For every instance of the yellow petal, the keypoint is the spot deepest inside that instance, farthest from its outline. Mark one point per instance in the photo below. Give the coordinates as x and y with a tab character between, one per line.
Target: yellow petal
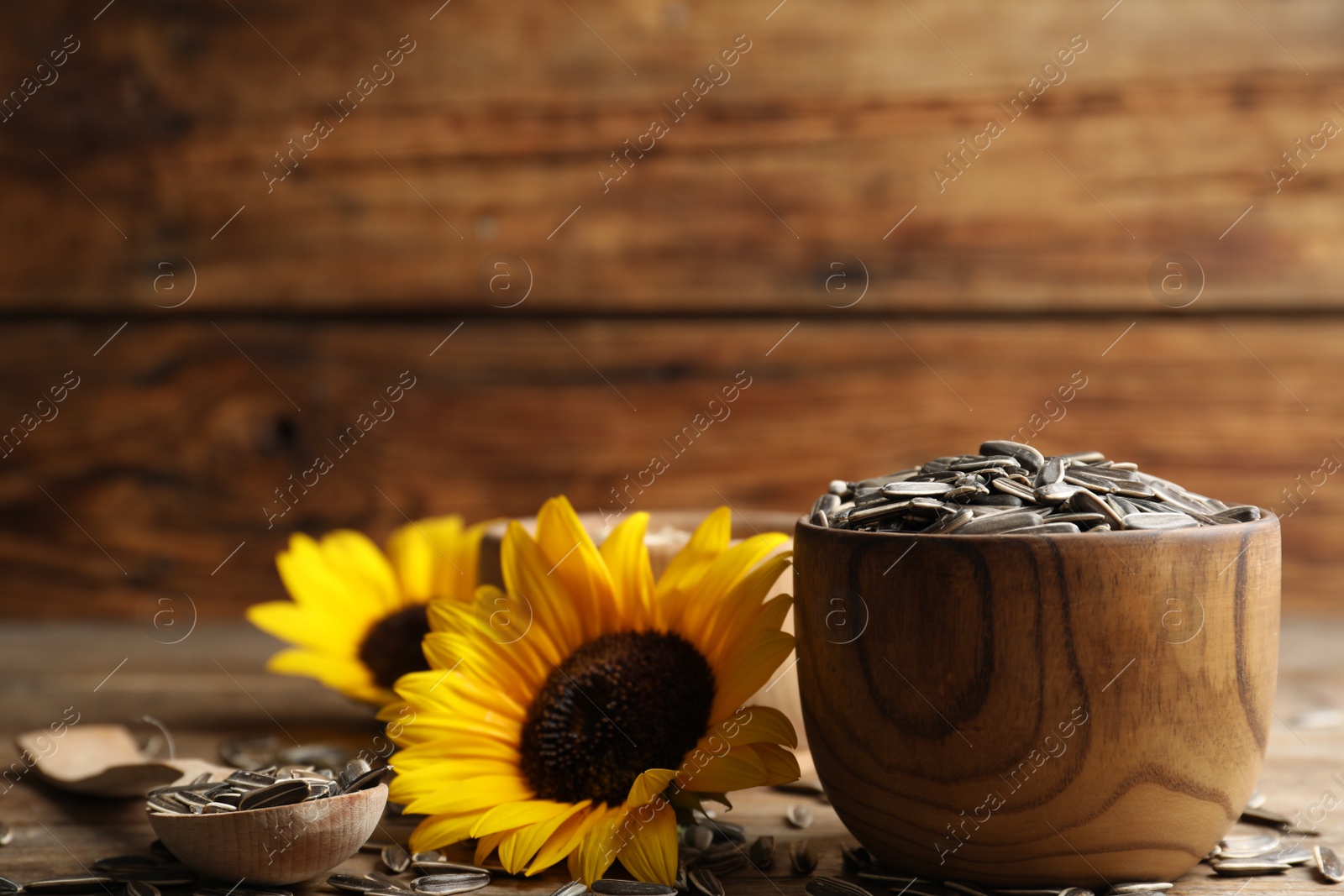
632	574
732	770
512	815
566	839
519	846
781	766
423	555
597	851
759	663
649	785
651	851
441	831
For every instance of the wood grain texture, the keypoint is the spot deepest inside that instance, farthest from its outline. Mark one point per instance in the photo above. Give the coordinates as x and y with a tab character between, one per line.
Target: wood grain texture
1039	710
160	128
156	479
183	687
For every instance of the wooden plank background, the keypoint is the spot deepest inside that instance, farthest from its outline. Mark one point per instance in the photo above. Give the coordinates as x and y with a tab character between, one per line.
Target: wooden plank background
759	234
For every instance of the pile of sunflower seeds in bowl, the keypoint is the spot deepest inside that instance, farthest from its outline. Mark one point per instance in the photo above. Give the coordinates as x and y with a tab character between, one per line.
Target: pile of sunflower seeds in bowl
262	789
1015	490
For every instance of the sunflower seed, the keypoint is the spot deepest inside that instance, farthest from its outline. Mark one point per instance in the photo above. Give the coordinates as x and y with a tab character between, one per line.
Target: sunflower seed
73	884
824	886
803	856
353	883
1045	528
857	859
1328	862
1025	454
1267	817
1289	856
396	859
449	884
698	836
282	793
761	852
916	490
1159	521
705	883
367	779
1247	846
249	779
1247	867
964	888
722	859
613	887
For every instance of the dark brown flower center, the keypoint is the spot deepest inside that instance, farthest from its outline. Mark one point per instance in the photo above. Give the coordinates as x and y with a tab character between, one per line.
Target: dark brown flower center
616	707
393	645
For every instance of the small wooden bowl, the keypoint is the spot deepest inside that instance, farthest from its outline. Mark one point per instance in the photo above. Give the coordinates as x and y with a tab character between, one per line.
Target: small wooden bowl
1053	710
277	846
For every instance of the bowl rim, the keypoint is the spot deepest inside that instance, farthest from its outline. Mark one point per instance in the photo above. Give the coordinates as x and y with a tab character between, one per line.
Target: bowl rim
239	813
1269	520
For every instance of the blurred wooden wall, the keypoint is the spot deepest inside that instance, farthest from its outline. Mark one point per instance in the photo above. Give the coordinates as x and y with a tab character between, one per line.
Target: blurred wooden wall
786	230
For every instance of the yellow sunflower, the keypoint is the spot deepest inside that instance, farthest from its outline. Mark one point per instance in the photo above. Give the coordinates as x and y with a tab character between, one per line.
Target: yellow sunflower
608	701
358	616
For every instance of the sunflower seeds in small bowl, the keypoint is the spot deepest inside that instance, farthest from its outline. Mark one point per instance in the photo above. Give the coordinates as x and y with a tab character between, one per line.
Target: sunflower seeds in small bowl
1328	864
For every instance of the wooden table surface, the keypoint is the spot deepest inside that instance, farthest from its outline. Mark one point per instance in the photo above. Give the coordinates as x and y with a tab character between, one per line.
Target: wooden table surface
212	687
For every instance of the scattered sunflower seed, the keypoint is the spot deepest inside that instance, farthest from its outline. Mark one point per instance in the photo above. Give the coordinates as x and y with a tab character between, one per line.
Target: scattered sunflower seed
1247	846
1328	862
698	836
763	852
613	887
1268	817
1065	493
396	859
824	886
705	883
353	883
803	856
1247	867
449	884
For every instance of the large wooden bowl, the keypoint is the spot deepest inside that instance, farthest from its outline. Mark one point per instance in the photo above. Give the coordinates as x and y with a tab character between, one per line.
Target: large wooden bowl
1039	710
277	846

**Exercise:** Please give the material above again in full, with no pictures in your version.

**Answer for the task:**
For every instance of the yellow petal, the keypoint is the spot deepest inside that instance, farthest from its outline. Mark one point per instance in the photo below. Give the coordinates as x and y with a tab character between, one per line.
Target: yellow petal
632	574
732	770
512	815
566	839
519	846
781	766
423	555
597	851
759	663
649	785
651	851
441	831
For every instance of the wood grain texture, the keypoint is the spot deepest inside that instance, farthest from its outline. Mark one point per instance in the photo above. Give the coordinates as x and y with a tab character between, one per line.
Target: wood grain texture
1039	710
160	128
156	479
183	687
For every instance of the wooden plank background, the keypoint is the spot deepest inside that instance, farthest from its outline. Mark one point per instance in the photo above. Give the coordinates as x and y with a tab character between, one per line.
Target: wooden plank background
759	234
For every instance of the pile of sunflower seeds in bowl, the keypoint is the spot deepest inside that instance, farthest from its outline. Mark one point per instance in the photo above. Give the coordinates as x and y with a tab character between, one per line.
Target: pile of sunflower seeds in bowl
262	789
1015	490
For every instance of the sunflower seed, the keypoint is the spot deepest inside that instance, farthest from its outline. Mark one point per instance in the photo above. Give the coordinates as x and y with a tab character between, one per line.
Target: sunflower seed
73	884
824	886
803	856
353	883
1045	528
857	859
1328	862
1025	454
1267	817
1289	856
396	859
449	884
698	836
282	793
761	852
916	490
1159	521
705	883
367	779
1247	846
249	779
1247	867
964	888
722	859
613	887
For every instance of the dark brown flower center, the keypoint is the spot deepest inside that instance, farthest from its outline. Mark one point per instance in the photo above. Give the coordinates as x and y with a tab character between, one per line.
Target: dark brown flower center
616	707
393	645
For every instance of the small wooden bowl, the keypoint is the spot deepest inside that instance, farthest from its outline. Mark one point per instance in the photo above. Give the coordinates as x and y with a tab character between, one per line.
Target: small wooden bowl
1053	710
277	846
For every instance of the bowl rim, the keypoint is the spot deepest inside that instance, farthest from its outline. Mark one point per instance in the photo above. Give the coordinates as x and y with a tab character between, one per line.
Target: bowl rim
239	813
1269	520
For every instance of the blurred wooden wall, the keypoint is the spot deepest inside that instance, farthest from its outline. Mark one point per instance in the photo above. Give the coordinates as x and y with a tab character between, one per line.
Target: blurred wooden wall
786	230
For every instance of the yellow sunflower, the keypoint is the spot deepest inside that instance, farthest from its outline. Mark one point per instance in the photo above. Give the coordinates as x and y with a tab character between, one per line.
Target: yellow sunflower
608	701
358	616
For every instance of the sunflower seeds in small bowl, the keypoint is the spot deepest inside that instance, farthest from its outline. Mark one point per instance in the photo above. Give the coordinates as x and y with a tab character between, one per line.
Target: sunflower seeds in small bowl
1328	864
For every instance of the wooden table surface, the keypoint is the spot deepest inside that instance, farthest from its outline. Mark one point per instance in the photo above. Give the coordinates as x and y with a tab character between, one per line.
Target: wooden table surface
212	687
For every instance of the scattered sunflower seed, the keypoint is the spot deepest inside that instance, farthest from its outline. Mark one point per instance in the photo above. Give the coordinates as x and y with a tab character between, one per line.
Target: scattered sunflower seed
1247	846
1328	862
698	836
763	852
613	887
1268	817
1065	493
396	859
824	886
705	883
353	883
803	856
1247	867
449	884
For every instance of the large wooden bowl, the keypoint is the spot deepest inside that instance, farthest from its outline. Mark one point per instance in the photo above. Give the coordinates as x and y with a tab character between, one per line.
Target: large wooden bowl
1039	710
277	846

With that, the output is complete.